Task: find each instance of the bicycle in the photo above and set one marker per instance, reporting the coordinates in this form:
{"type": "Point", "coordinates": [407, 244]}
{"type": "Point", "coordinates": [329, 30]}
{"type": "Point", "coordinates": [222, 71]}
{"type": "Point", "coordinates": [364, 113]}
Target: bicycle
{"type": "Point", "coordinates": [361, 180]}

Task prompt. Set every entry down once more, exactly as written above.

Problem solution.
Task: find each instance of the bicycle in the photo above and set one marker per instance, reporting the coordinates in this form:
{"type": "Point", "coordinates": [407, 244]}
{"type": "Point", "coordinates": [329, 30]}
{"type": "Point", "coordinates": [222, 71]}
{"type": "Point", "coordinates": [364, 113]}
Target: bicycle
{"type": "Point", "coordinates": [361, 180]}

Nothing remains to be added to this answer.